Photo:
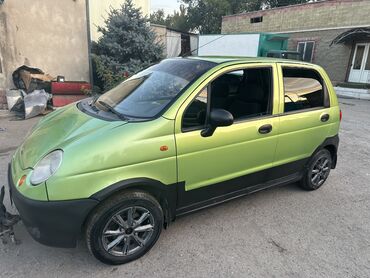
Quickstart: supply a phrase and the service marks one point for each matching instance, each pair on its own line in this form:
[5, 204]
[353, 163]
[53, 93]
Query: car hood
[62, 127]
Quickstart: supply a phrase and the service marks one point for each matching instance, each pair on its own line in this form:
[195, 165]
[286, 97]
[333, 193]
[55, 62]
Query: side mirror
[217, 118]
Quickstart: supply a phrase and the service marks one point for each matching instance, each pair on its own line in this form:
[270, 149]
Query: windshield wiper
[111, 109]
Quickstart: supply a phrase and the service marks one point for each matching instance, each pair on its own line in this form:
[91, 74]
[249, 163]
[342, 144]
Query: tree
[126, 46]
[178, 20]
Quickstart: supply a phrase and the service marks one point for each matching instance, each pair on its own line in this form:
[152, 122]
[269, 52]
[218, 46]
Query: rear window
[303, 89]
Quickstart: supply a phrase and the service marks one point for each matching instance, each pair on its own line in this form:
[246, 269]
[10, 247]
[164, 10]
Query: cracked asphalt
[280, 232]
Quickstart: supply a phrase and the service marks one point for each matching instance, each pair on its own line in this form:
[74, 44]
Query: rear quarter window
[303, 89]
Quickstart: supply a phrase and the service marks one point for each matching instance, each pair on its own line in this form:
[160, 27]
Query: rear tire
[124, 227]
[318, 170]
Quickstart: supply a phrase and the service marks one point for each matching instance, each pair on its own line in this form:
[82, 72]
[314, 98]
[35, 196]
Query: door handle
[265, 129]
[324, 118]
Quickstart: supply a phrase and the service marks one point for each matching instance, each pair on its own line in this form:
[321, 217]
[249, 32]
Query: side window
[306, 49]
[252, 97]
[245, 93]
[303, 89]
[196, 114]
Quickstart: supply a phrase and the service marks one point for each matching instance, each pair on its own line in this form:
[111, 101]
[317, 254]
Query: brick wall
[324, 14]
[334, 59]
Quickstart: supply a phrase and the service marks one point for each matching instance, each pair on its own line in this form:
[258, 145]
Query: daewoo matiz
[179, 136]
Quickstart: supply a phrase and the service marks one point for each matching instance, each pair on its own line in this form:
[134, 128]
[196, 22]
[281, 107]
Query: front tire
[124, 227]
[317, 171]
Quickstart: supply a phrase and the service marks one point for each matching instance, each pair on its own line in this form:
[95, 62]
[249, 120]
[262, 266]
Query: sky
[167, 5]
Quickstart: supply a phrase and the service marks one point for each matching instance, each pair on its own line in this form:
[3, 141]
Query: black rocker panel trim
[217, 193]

····················

▶ **What you will do**:
Your task is to retype all the entries exactly and leave out any pictures.

▶ **Result of this task**:
Photo:
Quickstart: supply a phrase and the service marks one point for each matching instance, each pair on its own line in this form:
[5, 204]
[353, 163]
[53, 93]
Query: car hood
[62, 127]
Quickstart: supply a phrase and the service marks one point for each matching instance, each pair on its own line in this form:
[195, 165]
[286, 97]
[333, 193]
[55, 62]
Query: side mirror
[217, 118]
Quickstart: supply a phrase and the service marks one point for each matching instance, each pair on its own line in this form:
[270, 149]
Query: windshield wiper
[111, 109]
Quickstart: supply a phrase and the service marks one point for each matching instance, each pair on its own line in this form:
[91, 74]
[249, 163]
[342, 144]
Query: tree
[126, 46]
[178, 20]
Quickstart: supply a phrase and the service marks one point for each matching instance, each pair on its own line in this form:
[152, 122]
[269, 52]
[218, 46]
Query: rear window
[303, 89]
Quickstart: supply a phrase and the service marks one point for each matching instance, each pair on its own line in this form:
[246, 269]
[10, 247]
[164, 10]
Query: cracked asphalt
[280, 232]
Quickstart: supply a phrase and the service marks one point for each matching instance, each pair on its own line in this form:
[74, 44]
Query: rear quarter window
[303, 89]
Quickstart: supply a phrase and the service marks one point for each matching instance, each pair on its own line in this form:
[160, 27]
Query: rear tire
[124, 227]
[318, 170]
Quickstart: supply a phrase and the service marks one point for each matching instance, each pair on its own line in this form:
[82, 72]
[314, 98]
[35, 196]
Query: door handle
[265, 129]
[324, 118]
Quickstart: supply a phrase and the service marks one point for each matching instance, each pair on its own line in this form:
[321, 217]
[249, 32]
Query: side window
[306, 49]
[252, 97]
[245, 93]
[303, 89]
[196, 114]
Quickstart: supply a phrase and the service marks one point for each matching instance, each pair on its own line in this form:
[111, 101]
[317, 254]
Query: brick wall
[324, 14]
[334, 59]
Quickstart: supply a phrase and the service marks one point for each matching instance, each pair on its own line in this form:
[258, 145]
Query: daewoo matiz
[179, 136]
Quickstart: supply a phrase and the service marks one point for each matching instance, each pair on its own line in this form:
[134, 128]
[196, 22]
[281, 107]
Query: front tire
[124, 227]
[317, 171]
Quickstart: supply a phrase and the service marks one point for each matching instance, each pair on its own line in this form:
[95, 62]
[249, 120]
[262, 266]
Query: sky
[167, 5]
Quickstart: supply a phrase and the service marks one point for each matching instance, each pair on its own line in this form:
[3, 141]
Query: black rocker panel trim
[217, 193]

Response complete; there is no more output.